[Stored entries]
####

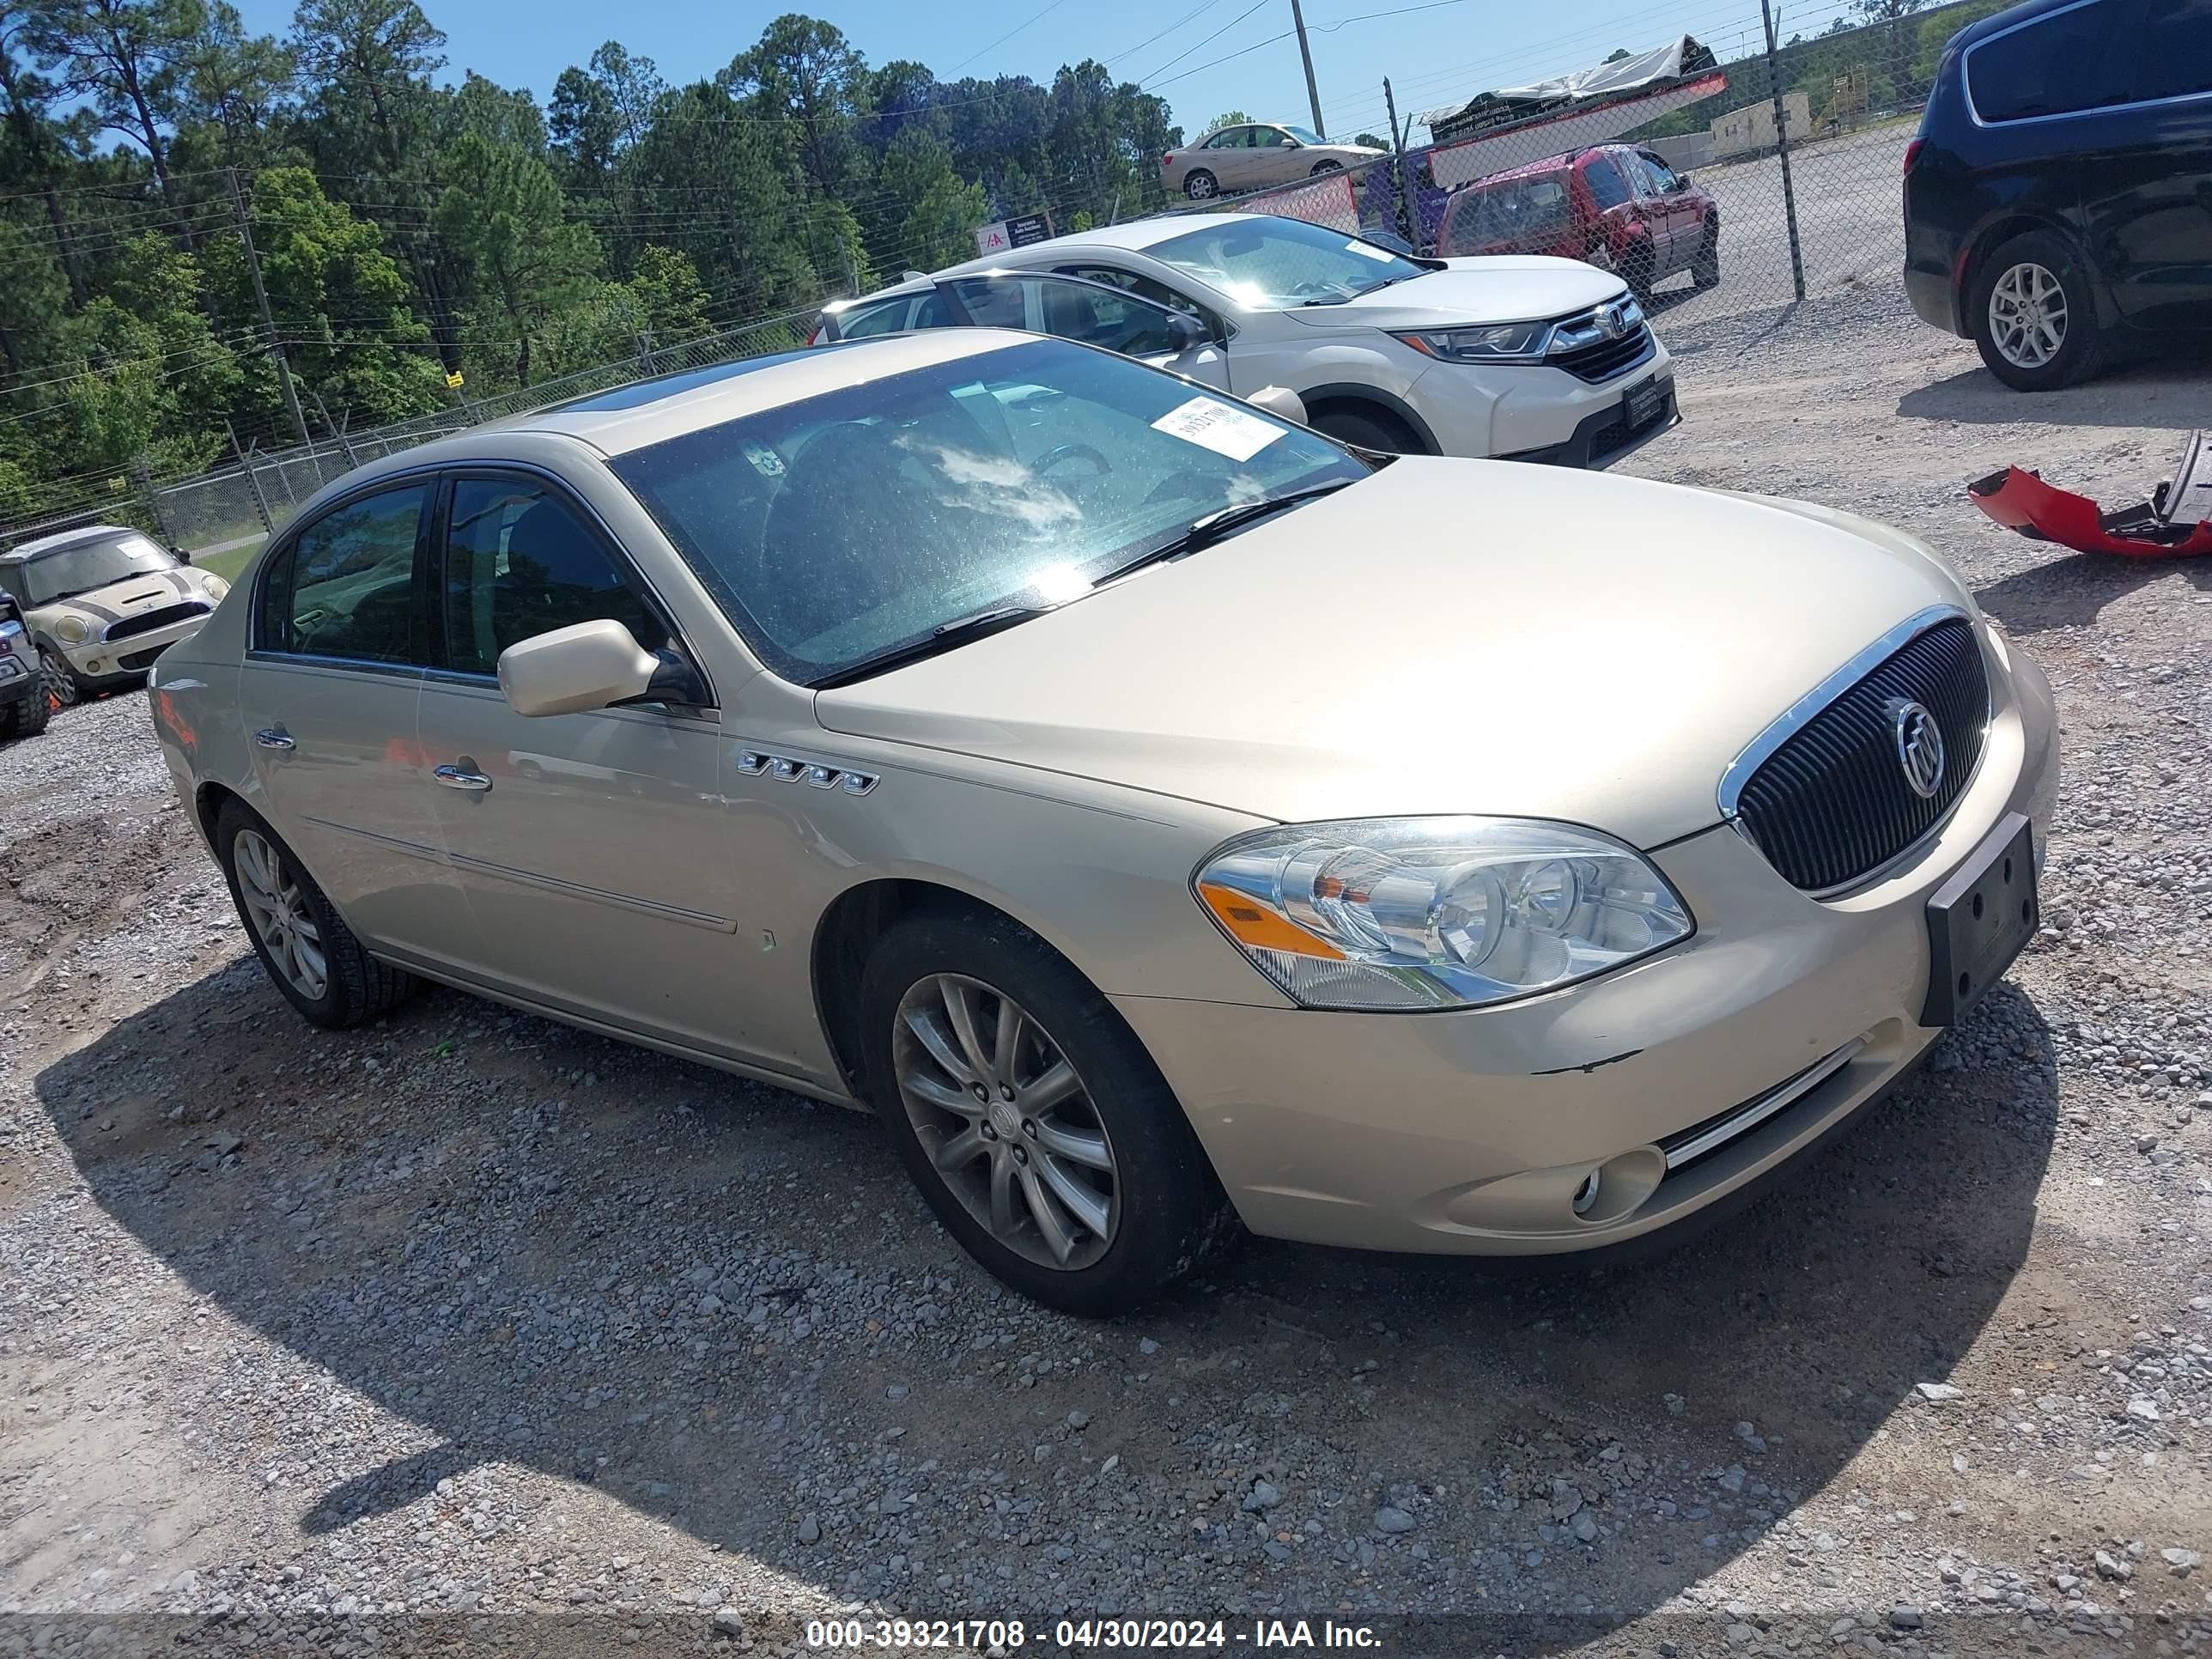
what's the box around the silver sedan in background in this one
[149,329,2057,1312]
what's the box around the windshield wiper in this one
[811,602,1052,690]
[1095,479,1358,585]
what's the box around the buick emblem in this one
[1887,698,1946,799]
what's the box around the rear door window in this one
[1966,2,2119,120]
[2131,0,2212,101]
[831,297,915,339]
[264,483,431,662]
[1583,155,1632,210]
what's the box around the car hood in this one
[28,567,213,629]
[815,459,1978,848]
[1285,256,1628,329]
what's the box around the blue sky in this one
[230,0,1838,145]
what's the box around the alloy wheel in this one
[234,827,328,1000]
[891,974,1120,1271]
[1988,261,2067,369]
[1186,173,1216,200]
[39,648,76,707]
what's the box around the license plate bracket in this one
[1920,811,2038,1026]
[1624,376,1666,431]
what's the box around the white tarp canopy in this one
[1422,36,1710,127]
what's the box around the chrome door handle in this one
[252,727,295,750]
[434,764,492,793]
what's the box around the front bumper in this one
[1113,629,2058,1255]
[58,614,211,684]
[1407,335,1676,464]
[1498,380,1679,469]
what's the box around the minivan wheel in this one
[1183,169,1218,200]
[1972,230,2101,391]
[216,799,417,1029]
[858,907,1233,1314]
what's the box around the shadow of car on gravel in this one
[37,963,2060,1650]
[1898,347,2212,431]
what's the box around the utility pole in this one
[1382,77,1417,247]
[227,167,313,449]
[1760,0,1808,302]
[1291,0,1326,137]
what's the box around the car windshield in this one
[1144,216,1425,307]
[15,532,178,605]
[1281,125,1325,143]
[609,338,1365,685]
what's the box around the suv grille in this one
[104,600,209,642]
[1732,617,1989,893]
[1550,325,1655,383]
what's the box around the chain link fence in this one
[2,307,820,559]
[1146,0,1988,339]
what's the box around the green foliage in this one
[434,131,600,387]
[1205,109,1251,131]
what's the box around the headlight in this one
[53,614,88,644]
[1393,322,1551,363]
[1194,817,1692,1012]
[202,575,230,601]
[0,618,21,641]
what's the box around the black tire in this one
[1310,404,1422,455]
[1310,160,1344,176]
[1970,229,2103,392]
[0,688,50,738]
[1620,240,1656,305]
[215,799,418,1030]
[1692,219,1720,290]
[1183,169,1218,200]
[38,646,78,708]
[856,904,1235,1315]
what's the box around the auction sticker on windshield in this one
[1151,396,1285,463]
[1346,239,1396,261]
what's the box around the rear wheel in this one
[1972,229,2102,391]
[1692,219,1720,289]
[1184,169,1218,200]
[858,906,1233,1314]
[216,799,417,1029]
[1310,404,1422,454]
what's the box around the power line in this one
[946,0,1075,75]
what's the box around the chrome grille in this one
[1731,616,1989,893]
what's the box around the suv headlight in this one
[53,614,88,645]
[1194,817,1692,1012]
[0,618,21,641]
[1393,322,1551,364]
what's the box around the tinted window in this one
[1583,155,1631,210]
[441,479,665,676]
[945,276,1027,330]
[832,298,914,339]
[1639,152,1681,191]
[1444,173,1573,252]
[2134,0,2212,100]
[1059,264,1216,328]
[1203,127,1249,149]
[608,339,1363,684]
[276,484,428,661]
[1966,3,2113,120]
[1039,279,1183,356]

####

_Exercise_
The records above are to be duplicated exactly, pictures left out.

_Answer section_
what's the box around the silver sedan in background in this one
[149,329,2057,1312]
what's the box around the windshield wiper in this one
[811,602,1052,690]
[1095,479,1358,585]
what's the box around the buick emblem in this one
[1887,698,1946,799]
what's the box around the rear door window in this one
[1966,2,2119,120]
[2131,0,2212,101]
[831,297,915,339]
[264,483,431,662]
[1583,155,1632,210]
what's the box around the car hood in this one
[28,567,213,629]
[815,459,1978,848]
[1285,256,1628,329]
what's the box around the blue sky in this one
[230,0,1838,145]
what's the box around the alloy wheel in this one
[234,827,328,1000]
[891,974,1120,1271]
[1988,261,2067,369]
[1186,173,1216,200]
[39,648,76,707]
what's the box around the license plate bracket in this one
[1920,811,2038,1026]
[1624,376,1666,431]
what's the box around the white tarp canopy in this one
[1422,36,1710,127]
what's the box around the chrome door handle in this one
[252,727,295,750]
[434,764,492,793]
what's the box around the front bumper in this one
[1113,629,2058,1255]
[58,614,211,684]
[1407,335,1676,464]
[1498,380,1679,469]
what's the box around the minivan wheel in this one
[1183,169,1218,200]
[1972,230,2101,391]
[216,799,417,1029]
[858,907,1233,1314]
what's the box around the shadow of car on gravel in this one
[37,963,2060,1650]
[1898,347,2212,431]
what's the box around the utility pole in this one
[1382,77,1417,247]
[227,167,313,449]
[1760,0,1808,302]
[1291,0,1326,137]
what's the box around the car windshield in this one
[1144,216,1425,307]
[15,532,178,605]
[1281,125,1325,143]
[609,338,1365,685]
what's the box around the suv grille in this one
[104,600,209,642]
[1732,617,1989,893]
[1550,325,1655,383]
what's the box around the chain link fence in this one
[2,307,820,559]
[1146,0,1988,339]
what's the box around the green foliage in this one
[434,131,600,387]
[1205,109,1251,131]
what's the box around the headlight in this one
[53,614,88,644]
[1393,322,1551,363]
[1194,817,1692,1012]
[202,575,230,601]
[0,618,21,641]
what's the box around the black tire in this one
[1310,404,1422,455]
[1310,160,1344,176]
[1970,229,2103,392]
[0,688,50,738]
[1620,240,1656,305]
[215,799,418,1030]
[1692,219,1720,290]
[1183,169,1218,200]
[38,646,78,708]
[856,904,1235,1315]
what's the box around the auction sticker on windshield in this one
[1151,396,1285,463]
[1346,239,1396,261]
what's the box around the rear wheel in this one
[1972,229,2102,391]
[1692,219,1720,289]
[1184,169,1218,200]
[858,906,1233,1314]
[216,799,417,1029]
[1310,404,1422,454]
what's the box around the power line in this one
[946,0,1075,75]
what's the box around the chrome grille in this one
[1731,616,1989,893]
what's the box around the suv headlight in this one
[53,614,88,645]
[1194,817,1692,1012]
[0,618,21,641]
[1393,322,1551,364]
what's the box around the tinted window in this one
[1583,155,1631,210]
[441,479,665,676]
[945,276,1027,330]
[832,298,914,339]
[1639,152,1681,191]
[1444,173,1573,252]
[2134,0,2212,100]
[1059,264,1216,328]
[1203,127,1249,149]
[608,339,1363,684]
[276,484,428,661]
[1966,3,2113,120]
[1039,279,1183,356]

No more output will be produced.